*EXERCISE GOAL*
Your output must match the records exactly, line for line.

Region pointing data

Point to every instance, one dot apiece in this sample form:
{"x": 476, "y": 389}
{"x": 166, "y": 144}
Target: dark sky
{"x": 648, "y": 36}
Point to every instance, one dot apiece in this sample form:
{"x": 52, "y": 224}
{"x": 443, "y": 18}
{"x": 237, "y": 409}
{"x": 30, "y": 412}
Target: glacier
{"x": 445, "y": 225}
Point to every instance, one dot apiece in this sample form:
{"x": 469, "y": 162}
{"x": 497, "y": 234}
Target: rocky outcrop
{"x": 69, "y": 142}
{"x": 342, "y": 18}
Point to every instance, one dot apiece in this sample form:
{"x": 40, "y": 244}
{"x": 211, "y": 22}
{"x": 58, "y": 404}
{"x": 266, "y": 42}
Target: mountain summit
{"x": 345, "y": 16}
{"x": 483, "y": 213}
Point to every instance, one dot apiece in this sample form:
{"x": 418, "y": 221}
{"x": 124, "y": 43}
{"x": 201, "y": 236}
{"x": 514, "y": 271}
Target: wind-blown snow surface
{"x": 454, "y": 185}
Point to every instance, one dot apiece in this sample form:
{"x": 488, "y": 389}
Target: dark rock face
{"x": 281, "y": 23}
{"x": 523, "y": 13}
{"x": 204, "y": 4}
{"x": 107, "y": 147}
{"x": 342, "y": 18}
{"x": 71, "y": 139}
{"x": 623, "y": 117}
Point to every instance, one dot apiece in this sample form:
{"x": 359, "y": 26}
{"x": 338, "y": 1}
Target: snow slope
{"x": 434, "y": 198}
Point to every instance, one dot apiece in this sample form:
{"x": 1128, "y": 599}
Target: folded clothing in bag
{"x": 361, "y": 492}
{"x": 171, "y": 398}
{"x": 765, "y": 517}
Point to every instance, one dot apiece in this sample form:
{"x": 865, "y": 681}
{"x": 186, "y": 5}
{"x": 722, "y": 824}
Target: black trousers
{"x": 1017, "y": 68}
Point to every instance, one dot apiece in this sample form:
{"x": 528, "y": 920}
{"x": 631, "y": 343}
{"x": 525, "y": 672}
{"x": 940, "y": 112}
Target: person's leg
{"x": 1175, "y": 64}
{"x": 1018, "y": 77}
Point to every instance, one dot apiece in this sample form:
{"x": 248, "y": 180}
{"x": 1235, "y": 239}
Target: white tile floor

*ANSWER TO THE PROBLEM*
Point to every instance, one dot apiece in this sample form:
{"x": 476, "y": 389}
{"x": 166, "y": 144}
Target: dark sky
{"x": 648, "y": 36}
Point to every instance, one dot apiece in this sample form:
{"x": 52, "y": 224}
{"x": 443, "y": 18}
{"x": 237, "y": 409}
{"x": 30, "y": 412}
Target: glacier
{"x": 445, "y": 225}
Point to every instance, one dot apiece in this sample form:
{"x": 469, "y": 162}
{"x": 497, "y": 234}
Target: rocky outcrop
{"x": 69, "y": 142}
{"x": 342, "y": 18}
Point to every instance, one dot apiece in this sample form:
{"x": 40, "y": 244}
{"x": 211, "y": 22}
{"x": 58, "y": 404}
{"x": 266, "y": 42}
Target: mountain summit
{"x": 345, "y": 16}
{"x": 483, "y": 213}
Point to every instance, one dot apiece in this sample form:
{"x": 418, "y": 221}
{"x": 124, "y": 43}
{"x": 201, "y": 236}
{"x": 514, "y": 271}
Target: wind-blown snow surface
{"x": 454, "y": 185}
Point to every instance, one dot apiece in this sample form:
{"x": 488, "y": 389}
Target: dark rock face
{"x": 281, "y": 23}
{"x": 523, "y": 13}
{"x": 204, "y": 4}
{"x": 107, "y": 147}
{"x": 342, "y": 18}
{"x": 71, "y": 139}
{"x": 623, "y": 117}
Point to every instance, one dot apiece in this sample form:
{"x": 359, "y": 26}
{"x": 338, "y": 1}
Target: snow slope
{"x": 434, "y": 198}
Point to every instance, one dot apiece in this sample form:
{"x": 1128, "y": 599}
Target: folded clothing in bag
{"x": 361, "y": 492}
{"x": 171, "y": 398}
{"x": 765, "y": 517}
Point to every instance, one dot apiece in this sample form:
{"x": 865, "y": 681}
{"x": 186, "y": 5}
{"x": 722, "y": 824}
Target: black trousers
{"x": 1017, "y": 68}
Point to every instance, one dot apiece in this sample form:
{"x": 528, "y": 920}
{"x": 631, "y": 343}
{"x": 525, "y": 672}
{"x": 940, "y": 112}
Target: person's leg
{"x": 1175, "y": 64}
{"x": 1018, "y": 77}
Point to every instance, one dot apiece in this sample form:
{"x": 248, "y": 180}
{"x": 1235, "y": 239}
Target: white tile floor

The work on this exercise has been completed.